[Start]

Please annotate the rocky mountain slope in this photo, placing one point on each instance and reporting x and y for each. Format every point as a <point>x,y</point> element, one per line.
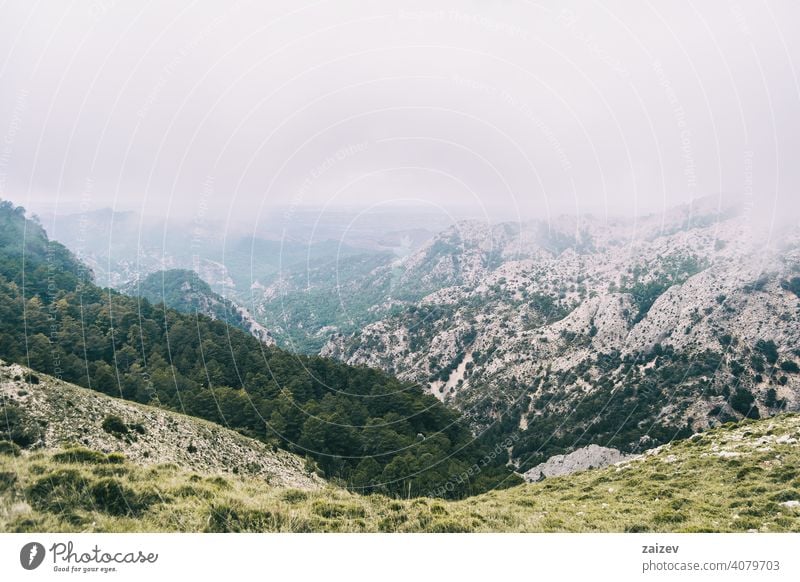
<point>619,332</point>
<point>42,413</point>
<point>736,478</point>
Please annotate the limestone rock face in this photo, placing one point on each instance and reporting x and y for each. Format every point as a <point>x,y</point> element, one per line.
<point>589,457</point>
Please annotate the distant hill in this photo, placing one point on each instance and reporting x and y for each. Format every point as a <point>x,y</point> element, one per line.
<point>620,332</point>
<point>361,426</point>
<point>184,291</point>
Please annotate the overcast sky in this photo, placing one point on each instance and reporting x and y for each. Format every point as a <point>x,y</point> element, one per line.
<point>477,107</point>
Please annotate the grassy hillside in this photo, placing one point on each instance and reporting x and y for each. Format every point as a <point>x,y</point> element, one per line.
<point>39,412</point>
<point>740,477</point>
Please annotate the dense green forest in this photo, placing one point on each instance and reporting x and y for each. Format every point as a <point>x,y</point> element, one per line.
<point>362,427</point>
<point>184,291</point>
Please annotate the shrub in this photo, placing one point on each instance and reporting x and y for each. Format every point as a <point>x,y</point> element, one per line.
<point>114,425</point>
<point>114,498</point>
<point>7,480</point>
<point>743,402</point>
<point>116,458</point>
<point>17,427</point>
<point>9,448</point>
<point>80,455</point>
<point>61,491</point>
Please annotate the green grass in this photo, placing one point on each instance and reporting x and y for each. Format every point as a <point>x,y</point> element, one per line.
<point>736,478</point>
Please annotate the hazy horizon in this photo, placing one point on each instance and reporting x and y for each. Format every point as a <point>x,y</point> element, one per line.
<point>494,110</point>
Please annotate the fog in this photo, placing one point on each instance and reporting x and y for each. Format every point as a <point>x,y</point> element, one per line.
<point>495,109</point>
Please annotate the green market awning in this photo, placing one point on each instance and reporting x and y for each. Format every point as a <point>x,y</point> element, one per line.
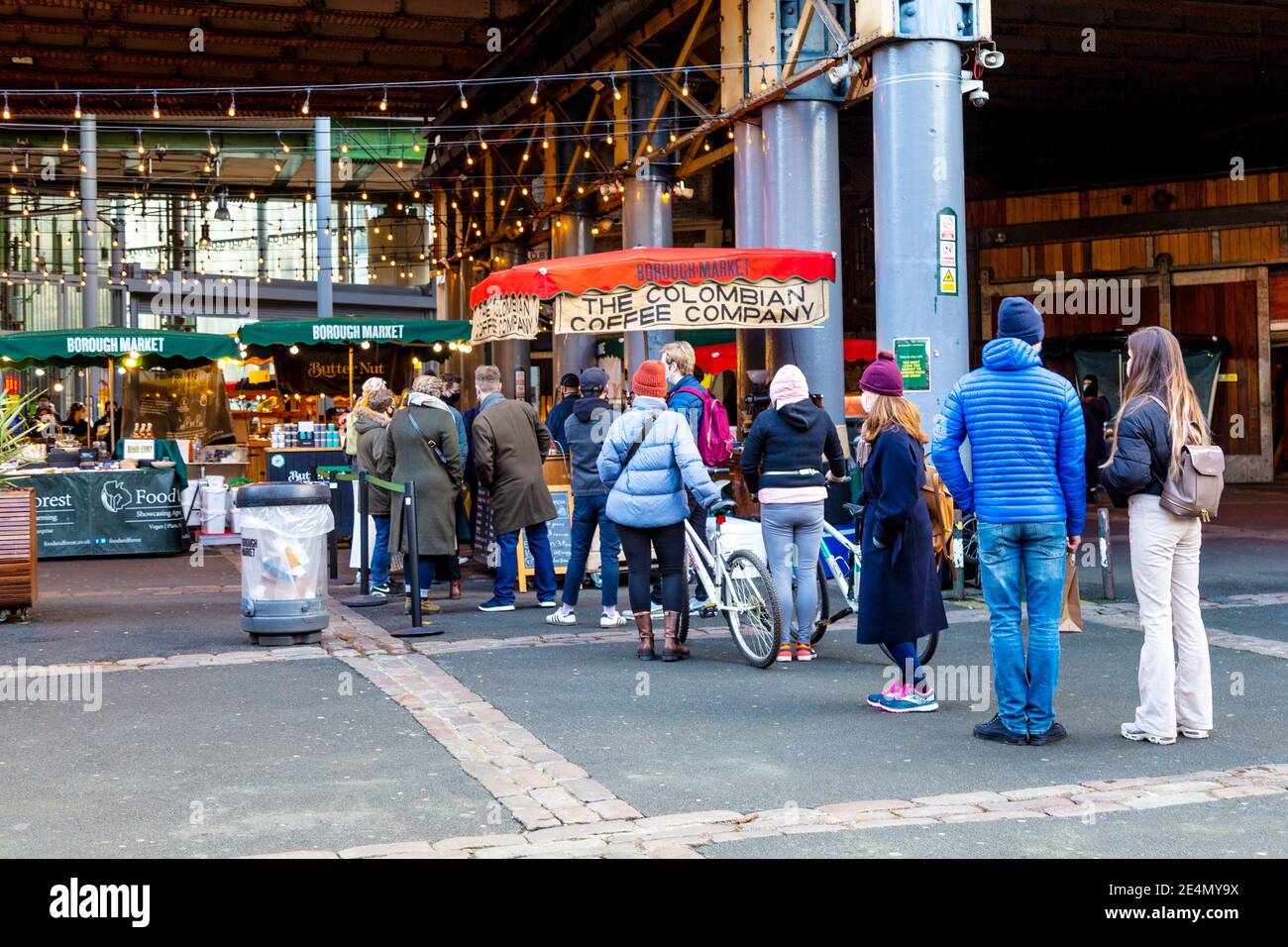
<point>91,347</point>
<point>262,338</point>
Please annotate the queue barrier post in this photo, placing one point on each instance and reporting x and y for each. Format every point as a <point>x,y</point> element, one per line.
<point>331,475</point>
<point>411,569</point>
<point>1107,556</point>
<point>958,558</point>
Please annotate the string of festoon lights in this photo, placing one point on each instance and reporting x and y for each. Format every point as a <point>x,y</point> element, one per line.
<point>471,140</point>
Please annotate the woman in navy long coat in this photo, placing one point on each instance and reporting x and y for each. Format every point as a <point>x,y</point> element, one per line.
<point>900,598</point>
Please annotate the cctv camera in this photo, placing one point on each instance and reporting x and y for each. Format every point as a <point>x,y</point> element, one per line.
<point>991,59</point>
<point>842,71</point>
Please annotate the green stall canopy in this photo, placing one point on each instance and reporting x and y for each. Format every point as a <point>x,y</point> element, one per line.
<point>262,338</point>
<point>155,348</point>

[End]

### EXERCISE OBJECTIVE
With pictures omitted, copy exactly the lines from the one containing "Please annotate the hazy" through the final line of the listing, both included.

### EXPECTED ANSWER
Please annotate the hazy horizon in this photo, placing one point on each instance and reporting x and y for each. Format every point as a <point>x,y</point> element, one per line.
<point>494,110</point>
Please annotate the fog in this photo, placing one point on each instance and reporting x and y for each. Format every point as a <point>x,y</point> element, one per line.
<point>495,109</point>
Please annotate the green market awning in this photo, placing one point on each instance and reporting x and y for each. Format every point as a <point>x,y</point> element, one per line.
<point>91,347</point>
<point>262,338</point>
Please annotate the queue barrier post in this photo, placing one point on each instance and reporting x and y for each. Format every point as a <point>x,y</point> element, one per line.
<point>331,475</point>
<point>411,569</point>
<point>1107,556</point>
<point>958,558</point>
Please annotate the string of festoon lights in this photo, placing one point on each instance and reporting x and y for each. Format every point as a <point>x,y</point> element, one per line.
<point>471,140</point>
Please annotate the woman in navy long coat in this photo, placing one point on each instance and reporting x and y for each. Format every point as a <point>x,y</point> element, one per line.
<point>900,598</point>
Please annotate the cctv camera in this photo, placing one point on each instance and reporting x and y for each. Format every point as a <point>x,y</point> element, one per line.
<point>991,59</point>
<point>842,71</point>
Please annotate the green stall canopy in this photo, placing one point on each instance and reporting x and y for each. Format every point as a <point>x,y</point> element, one per line.
<point>262,338</point>
<point>155,348</point>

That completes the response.